- _Exercise aim_
Everything in the data below is left aside except the lines from the one containing "If you could put a dot on the landscaped" through the one containing "If you could put a dot on the front"; repeat those exactly.

- _Entries supplied_
Start of Block

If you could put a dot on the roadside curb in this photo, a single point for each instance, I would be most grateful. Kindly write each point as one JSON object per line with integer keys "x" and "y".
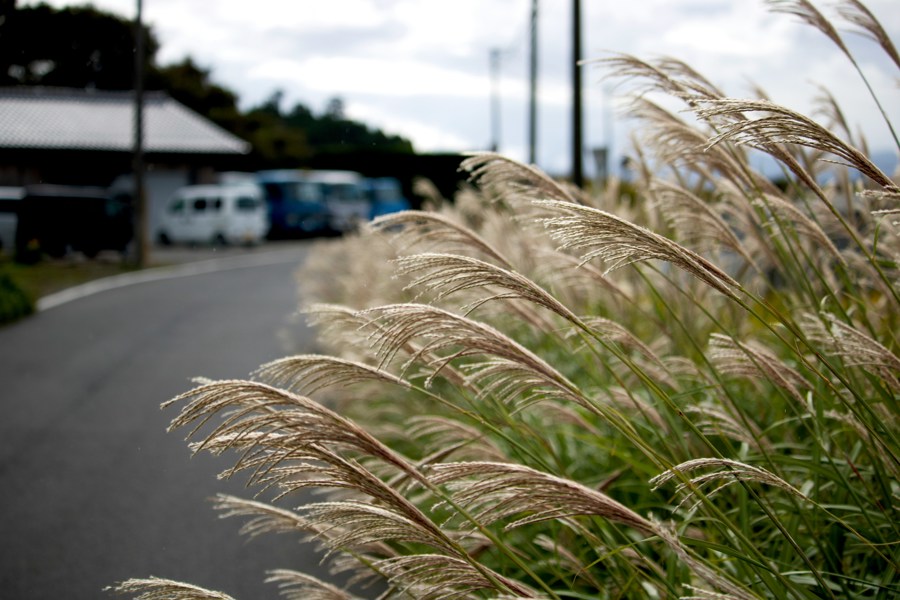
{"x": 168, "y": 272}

End of Block
Start of Block

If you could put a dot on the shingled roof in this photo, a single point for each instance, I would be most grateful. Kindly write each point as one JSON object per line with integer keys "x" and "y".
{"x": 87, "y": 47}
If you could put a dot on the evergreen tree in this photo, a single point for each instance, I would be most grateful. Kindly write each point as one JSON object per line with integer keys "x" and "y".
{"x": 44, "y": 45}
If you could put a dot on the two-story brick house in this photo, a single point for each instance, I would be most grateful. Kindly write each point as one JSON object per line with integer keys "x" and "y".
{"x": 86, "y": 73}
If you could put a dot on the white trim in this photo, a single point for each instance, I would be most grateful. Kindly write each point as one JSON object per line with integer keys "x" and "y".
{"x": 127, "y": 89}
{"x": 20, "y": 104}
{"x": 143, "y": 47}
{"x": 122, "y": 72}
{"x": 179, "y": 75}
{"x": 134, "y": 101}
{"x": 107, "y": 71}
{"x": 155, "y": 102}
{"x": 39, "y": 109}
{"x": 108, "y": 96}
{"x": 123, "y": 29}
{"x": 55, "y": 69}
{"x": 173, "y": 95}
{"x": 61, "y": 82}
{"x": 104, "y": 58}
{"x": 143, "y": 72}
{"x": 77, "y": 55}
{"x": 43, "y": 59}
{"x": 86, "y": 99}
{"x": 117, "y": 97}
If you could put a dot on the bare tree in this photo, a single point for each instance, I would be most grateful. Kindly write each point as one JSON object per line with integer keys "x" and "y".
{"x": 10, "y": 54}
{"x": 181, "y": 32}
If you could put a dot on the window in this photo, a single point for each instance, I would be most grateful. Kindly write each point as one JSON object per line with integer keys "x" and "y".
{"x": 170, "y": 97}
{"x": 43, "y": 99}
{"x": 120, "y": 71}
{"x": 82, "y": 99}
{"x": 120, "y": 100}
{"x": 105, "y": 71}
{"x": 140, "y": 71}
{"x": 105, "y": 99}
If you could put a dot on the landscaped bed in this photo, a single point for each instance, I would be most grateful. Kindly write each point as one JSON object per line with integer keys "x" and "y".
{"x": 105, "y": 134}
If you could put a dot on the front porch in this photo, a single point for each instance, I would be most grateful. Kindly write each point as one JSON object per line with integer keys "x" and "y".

End of Block
Start of Block

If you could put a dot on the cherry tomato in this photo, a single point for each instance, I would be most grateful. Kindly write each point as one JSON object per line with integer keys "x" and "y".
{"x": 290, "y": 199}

End of Block

- _Task response_
If you could put a dot on the landscaped bed in this photo, a single point for each instance, I would be most grateful. Kindly write each point as one JSON object per line with integer keys "x" and "y".
{"x": 105, "y": 134}
If you could put a dot on the front porch in this photo, a single point for each instance, I would be most grateful. Kindly write each point as one JSON object per line with integer keys "x" and "y".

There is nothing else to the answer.